■ Task requirements ■
Return the lines below exactly as they stand, starting at the line that contains "Provide a point for each instance of the sky, given" and ending at the line that contains "x=324, y=348", with both of those lines included.

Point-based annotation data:

>> START

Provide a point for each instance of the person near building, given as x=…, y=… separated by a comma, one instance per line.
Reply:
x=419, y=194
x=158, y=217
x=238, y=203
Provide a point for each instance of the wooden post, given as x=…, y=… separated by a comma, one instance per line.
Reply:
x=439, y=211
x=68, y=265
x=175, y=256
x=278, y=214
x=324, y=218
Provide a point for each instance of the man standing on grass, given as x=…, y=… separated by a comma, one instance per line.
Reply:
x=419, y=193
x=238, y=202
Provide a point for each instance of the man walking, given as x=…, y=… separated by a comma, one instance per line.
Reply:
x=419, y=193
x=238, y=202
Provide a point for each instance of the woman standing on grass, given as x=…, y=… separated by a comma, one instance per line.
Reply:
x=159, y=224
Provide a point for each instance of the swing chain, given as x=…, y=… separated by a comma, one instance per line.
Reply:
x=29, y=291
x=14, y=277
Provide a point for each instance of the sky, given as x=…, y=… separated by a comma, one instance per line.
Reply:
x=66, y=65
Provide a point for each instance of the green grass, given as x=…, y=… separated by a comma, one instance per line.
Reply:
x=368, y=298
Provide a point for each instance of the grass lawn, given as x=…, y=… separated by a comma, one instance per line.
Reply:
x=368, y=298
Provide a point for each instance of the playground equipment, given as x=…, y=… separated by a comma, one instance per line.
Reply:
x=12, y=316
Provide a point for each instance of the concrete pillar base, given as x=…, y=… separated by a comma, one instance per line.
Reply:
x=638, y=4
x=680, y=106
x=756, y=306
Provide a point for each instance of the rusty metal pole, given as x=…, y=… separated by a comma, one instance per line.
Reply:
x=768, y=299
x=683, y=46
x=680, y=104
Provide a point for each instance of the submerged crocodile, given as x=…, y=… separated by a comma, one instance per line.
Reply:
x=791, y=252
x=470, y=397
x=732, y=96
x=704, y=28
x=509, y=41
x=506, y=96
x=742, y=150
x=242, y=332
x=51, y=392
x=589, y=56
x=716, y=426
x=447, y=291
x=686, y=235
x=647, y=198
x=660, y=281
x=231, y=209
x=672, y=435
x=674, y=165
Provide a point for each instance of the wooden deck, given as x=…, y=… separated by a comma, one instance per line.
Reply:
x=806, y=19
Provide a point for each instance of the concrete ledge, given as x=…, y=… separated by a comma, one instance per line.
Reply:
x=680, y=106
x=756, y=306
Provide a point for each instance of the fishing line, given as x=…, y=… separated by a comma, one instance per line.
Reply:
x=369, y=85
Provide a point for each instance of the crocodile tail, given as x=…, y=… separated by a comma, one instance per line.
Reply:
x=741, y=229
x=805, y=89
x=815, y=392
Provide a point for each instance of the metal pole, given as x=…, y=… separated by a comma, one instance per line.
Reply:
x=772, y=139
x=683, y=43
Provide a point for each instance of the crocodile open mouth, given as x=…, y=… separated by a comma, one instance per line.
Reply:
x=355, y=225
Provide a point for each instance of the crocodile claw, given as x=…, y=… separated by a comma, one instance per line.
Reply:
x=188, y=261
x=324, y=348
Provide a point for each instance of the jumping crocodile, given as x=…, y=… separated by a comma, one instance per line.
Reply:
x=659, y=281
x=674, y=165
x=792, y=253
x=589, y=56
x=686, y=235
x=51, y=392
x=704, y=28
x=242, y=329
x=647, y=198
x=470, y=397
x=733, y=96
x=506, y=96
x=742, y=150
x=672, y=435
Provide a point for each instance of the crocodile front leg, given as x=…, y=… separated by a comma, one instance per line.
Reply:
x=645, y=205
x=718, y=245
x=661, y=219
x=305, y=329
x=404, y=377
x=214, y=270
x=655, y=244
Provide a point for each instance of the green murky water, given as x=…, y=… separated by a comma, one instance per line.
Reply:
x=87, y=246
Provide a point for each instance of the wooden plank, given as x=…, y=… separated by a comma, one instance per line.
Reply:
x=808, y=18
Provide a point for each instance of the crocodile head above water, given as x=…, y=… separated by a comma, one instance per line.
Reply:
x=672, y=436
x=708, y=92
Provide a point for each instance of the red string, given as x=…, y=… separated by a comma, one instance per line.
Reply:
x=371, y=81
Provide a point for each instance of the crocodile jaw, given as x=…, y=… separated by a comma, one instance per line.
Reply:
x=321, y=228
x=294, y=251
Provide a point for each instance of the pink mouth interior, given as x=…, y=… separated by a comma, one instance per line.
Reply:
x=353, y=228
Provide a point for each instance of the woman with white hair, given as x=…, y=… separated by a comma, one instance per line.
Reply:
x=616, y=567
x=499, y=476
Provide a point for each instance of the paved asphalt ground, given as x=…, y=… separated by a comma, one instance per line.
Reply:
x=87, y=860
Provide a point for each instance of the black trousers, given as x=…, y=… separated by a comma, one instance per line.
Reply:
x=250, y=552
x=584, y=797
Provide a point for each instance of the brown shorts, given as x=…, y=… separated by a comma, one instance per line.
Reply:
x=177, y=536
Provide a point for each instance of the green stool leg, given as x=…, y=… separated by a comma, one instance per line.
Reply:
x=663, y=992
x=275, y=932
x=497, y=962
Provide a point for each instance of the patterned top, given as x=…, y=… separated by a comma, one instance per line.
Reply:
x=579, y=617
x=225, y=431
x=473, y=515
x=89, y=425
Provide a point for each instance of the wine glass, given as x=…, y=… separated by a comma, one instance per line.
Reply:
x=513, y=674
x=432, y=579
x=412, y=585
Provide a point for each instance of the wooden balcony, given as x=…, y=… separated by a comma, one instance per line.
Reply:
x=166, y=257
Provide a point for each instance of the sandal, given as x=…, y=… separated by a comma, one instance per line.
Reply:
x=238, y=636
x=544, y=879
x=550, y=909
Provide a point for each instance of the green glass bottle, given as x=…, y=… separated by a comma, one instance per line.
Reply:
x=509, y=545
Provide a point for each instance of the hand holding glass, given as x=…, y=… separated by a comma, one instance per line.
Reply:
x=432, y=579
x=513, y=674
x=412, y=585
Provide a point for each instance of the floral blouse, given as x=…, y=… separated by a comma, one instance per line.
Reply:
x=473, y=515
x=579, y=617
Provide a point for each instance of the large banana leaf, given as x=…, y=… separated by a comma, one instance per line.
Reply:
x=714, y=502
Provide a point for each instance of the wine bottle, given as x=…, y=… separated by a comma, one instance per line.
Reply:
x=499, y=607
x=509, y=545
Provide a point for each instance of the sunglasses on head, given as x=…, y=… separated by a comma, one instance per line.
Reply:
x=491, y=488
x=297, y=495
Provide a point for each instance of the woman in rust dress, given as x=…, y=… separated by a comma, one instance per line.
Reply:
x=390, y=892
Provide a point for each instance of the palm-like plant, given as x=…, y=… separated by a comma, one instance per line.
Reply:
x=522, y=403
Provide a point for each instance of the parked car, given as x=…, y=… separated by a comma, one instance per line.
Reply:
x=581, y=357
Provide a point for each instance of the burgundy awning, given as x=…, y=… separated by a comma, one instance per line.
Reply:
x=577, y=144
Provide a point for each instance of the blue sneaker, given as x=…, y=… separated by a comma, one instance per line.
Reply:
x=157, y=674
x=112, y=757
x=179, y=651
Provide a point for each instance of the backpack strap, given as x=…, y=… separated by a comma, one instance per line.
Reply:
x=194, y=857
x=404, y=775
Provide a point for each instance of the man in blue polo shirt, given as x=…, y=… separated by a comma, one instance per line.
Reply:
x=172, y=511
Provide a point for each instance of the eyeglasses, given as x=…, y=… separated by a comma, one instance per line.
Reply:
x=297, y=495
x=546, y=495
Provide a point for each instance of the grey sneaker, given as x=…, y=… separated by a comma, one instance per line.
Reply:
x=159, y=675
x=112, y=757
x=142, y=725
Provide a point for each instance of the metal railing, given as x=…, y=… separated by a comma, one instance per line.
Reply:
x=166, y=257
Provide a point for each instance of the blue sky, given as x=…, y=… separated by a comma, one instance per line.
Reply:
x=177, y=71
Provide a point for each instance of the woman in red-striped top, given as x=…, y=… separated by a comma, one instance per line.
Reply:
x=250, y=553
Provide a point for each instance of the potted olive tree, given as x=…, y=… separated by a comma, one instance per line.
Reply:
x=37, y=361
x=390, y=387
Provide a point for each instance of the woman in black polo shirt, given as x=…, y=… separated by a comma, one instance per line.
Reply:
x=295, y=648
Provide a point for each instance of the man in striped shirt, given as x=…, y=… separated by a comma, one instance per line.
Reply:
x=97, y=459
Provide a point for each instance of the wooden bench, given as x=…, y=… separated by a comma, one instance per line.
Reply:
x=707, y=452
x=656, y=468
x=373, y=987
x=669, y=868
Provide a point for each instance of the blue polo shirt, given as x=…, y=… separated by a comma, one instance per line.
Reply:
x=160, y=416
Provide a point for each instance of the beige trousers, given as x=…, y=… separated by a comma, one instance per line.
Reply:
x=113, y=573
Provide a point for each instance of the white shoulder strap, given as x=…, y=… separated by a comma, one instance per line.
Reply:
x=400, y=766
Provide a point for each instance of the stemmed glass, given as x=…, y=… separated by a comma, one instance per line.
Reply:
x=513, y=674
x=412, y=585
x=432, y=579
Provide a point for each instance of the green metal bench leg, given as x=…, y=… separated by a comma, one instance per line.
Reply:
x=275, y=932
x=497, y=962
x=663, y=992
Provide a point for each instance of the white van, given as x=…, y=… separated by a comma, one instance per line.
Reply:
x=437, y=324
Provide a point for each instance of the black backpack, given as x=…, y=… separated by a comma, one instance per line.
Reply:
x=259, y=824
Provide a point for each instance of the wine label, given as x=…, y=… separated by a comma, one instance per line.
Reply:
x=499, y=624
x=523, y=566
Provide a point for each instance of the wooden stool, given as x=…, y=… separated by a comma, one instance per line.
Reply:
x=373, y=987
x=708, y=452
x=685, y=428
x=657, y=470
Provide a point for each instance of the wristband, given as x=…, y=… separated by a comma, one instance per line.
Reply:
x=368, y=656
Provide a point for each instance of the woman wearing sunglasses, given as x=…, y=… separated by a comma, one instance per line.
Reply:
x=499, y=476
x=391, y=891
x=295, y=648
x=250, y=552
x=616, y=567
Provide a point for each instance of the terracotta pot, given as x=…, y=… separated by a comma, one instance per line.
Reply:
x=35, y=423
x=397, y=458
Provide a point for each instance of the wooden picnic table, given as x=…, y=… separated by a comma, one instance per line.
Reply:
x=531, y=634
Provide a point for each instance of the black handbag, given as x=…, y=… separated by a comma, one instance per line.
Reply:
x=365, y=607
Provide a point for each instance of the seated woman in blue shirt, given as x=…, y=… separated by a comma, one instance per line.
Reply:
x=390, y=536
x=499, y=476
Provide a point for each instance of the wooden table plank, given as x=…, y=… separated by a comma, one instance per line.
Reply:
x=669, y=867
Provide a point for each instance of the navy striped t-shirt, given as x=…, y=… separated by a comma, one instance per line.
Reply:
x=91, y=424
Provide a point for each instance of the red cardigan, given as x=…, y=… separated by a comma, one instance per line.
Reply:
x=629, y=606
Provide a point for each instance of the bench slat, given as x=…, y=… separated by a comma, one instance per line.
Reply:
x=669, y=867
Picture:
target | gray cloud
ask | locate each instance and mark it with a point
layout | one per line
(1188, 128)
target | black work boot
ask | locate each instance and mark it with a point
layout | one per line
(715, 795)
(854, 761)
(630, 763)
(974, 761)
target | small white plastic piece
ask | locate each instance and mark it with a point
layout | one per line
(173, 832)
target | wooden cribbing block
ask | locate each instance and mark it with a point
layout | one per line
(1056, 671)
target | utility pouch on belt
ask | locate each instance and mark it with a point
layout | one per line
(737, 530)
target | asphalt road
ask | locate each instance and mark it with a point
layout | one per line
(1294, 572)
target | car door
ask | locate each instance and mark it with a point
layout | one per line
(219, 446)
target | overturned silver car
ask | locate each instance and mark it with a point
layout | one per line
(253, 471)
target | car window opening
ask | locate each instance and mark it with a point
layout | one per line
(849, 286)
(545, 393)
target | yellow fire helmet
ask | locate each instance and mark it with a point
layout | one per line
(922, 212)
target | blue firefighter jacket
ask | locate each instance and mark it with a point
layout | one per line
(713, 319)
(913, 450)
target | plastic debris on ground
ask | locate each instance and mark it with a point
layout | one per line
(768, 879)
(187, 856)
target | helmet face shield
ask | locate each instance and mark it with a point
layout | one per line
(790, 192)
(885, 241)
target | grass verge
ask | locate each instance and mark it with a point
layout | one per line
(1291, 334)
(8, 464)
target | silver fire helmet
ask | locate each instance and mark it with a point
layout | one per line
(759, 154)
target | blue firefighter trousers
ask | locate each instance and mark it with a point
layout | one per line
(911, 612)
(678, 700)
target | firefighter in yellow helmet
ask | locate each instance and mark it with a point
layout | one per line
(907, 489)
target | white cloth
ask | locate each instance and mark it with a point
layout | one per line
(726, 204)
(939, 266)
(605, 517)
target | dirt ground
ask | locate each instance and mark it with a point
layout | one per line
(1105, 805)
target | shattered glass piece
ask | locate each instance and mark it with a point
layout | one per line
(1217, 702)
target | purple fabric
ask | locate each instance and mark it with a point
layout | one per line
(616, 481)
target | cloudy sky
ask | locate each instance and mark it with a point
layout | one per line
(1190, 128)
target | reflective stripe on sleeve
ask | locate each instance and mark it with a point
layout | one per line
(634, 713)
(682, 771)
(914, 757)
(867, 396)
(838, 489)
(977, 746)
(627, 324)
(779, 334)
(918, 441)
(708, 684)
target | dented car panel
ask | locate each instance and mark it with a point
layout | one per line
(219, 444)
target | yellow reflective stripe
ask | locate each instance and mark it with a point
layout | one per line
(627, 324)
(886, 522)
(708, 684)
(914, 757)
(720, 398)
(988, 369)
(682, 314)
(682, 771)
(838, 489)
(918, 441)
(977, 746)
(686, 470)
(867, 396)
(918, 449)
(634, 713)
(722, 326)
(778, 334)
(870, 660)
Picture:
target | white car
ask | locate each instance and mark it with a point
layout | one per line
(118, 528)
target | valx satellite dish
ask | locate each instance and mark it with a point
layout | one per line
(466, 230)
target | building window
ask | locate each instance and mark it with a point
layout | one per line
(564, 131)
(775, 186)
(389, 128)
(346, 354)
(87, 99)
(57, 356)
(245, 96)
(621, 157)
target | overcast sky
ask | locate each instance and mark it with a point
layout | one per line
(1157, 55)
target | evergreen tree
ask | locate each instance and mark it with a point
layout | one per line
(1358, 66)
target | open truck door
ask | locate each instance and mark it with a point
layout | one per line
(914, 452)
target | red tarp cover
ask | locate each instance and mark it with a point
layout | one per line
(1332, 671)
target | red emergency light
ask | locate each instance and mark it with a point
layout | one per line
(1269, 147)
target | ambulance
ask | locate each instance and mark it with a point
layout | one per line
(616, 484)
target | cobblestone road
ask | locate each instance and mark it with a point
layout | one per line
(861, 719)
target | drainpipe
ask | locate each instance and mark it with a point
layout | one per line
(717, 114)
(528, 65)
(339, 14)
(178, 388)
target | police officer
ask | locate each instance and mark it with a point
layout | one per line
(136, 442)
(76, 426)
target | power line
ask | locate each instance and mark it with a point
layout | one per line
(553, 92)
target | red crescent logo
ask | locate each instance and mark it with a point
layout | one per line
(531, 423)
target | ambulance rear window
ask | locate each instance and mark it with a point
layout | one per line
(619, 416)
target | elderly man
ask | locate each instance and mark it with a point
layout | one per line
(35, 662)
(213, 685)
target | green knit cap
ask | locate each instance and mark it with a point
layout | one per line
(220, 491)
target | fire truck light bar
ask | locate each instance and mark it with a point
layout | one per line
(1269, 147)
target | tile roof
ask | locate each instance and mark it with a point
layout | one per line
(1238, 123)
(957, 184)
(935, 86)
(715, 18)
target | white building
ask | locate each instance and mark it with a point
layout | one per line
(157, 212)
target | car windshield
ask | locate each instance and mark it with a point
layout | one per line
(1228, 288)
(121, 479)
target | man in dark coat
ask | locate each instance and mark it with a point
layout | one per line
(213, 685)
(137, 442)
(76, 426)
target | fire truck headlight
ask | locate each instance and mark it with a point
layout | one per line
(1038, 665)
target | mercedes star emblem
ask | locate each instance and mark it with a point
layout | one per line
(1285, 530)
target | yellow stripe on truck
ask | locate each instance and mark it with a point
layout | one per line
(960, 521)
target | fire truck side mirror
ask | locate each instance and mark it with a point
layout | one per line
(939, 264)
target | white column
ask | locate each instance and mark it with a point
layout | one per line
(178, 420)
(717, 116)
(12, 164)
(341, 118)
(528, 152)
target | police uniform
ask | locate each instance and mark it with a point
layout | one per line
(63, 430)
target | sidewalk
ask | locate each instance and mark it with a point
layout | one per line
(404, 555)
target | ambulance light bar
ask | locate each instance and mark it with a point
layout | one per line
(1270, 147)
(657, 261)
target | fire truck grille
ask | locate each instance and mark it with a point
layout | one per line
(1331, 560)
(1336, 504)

>> END

■ Solution to this exercise ■
Provide a point for each instance of the sky, given as x=…, y=… separated by a comma, one instance per line.
Reply:
x=66, y=65
Provide a point for each instance of the green grass, given as x=…, y=… separated by a comma, one instance per line.
Reply:
x=368, y=298
Provide a point for each instance of the grass lawn, given as x=…, y=… separated by a comma, one instance per line.
Reply:
x=368, y=298
Provide a point for each instance of the playground equipment, given as x=…, y=… separated by a comma, one instance per line.
Reply:
x=12, y=316
Provide a point for each instance of the concrete pillar base, given as x=…, y=… separated by a comma, one instance per line.
Reply:
x=638, y=4
x=680, y=106
x=756, y=306
Provide a point for each instance of the rusty metal pole, given as x=…, y=… separated by a comma, one instance per line.
Reply:
x=768, y=299
x=683, y=46
x=680, y=104
Provide a point for each instance of the submerged crocodile, given as x=…, y=… separated by a comma, one instance per line.
Reply:
x=791, y=252
x=470, y=397
x=732, y=96
x=704, y=28
x=509, y=41
x=506, y=96
x=742, y=150
x=242, y=332
x=51, y=392
x=589, y=56
x=716, y=426
x=447, y=291
x=686, y=235
x=647, y=198
x=660, y=281
x=231, y=209
x=672, y=435
x=674, y=165
Provide a point for each instance of the wooden deck, given as x=…, y=… separated by a comma, one instance per line.
Reply:
x=806, y=19
Provide a point for each instance of the concrete ledge, given as x=…, y=… separated by a comma, one instance per line.
Reply:
x=680, y=106
x=756, y=306
Provide a point for each instance of the fishing line, given as x=…, y=… separated by a comma, one instance per line.
Reply:
x=369, y=85
Provide a point for each instance of the crocodile tail, given as x=…, y=… separated by a comma, one instance per line.
Reply:
x=741, y=229
x=805, y=89
x=815, y=392
Provide a point for each instance of the metal pole, given as x=…, y=… separated by a comma, one instance per line.
Reply:
x=772, y=139
x=683, y=43
Provide a point for each instance of the crocodile open mouth, given as x=…, y=… separated by a comma, one instance per line.
Reply:
x=355, y=225
Provide a point for each instance of the crocodile claw, given as x=…, y=… separated by a comma, one instance per line.
Reply:
x=188, y=261
x=324, y=348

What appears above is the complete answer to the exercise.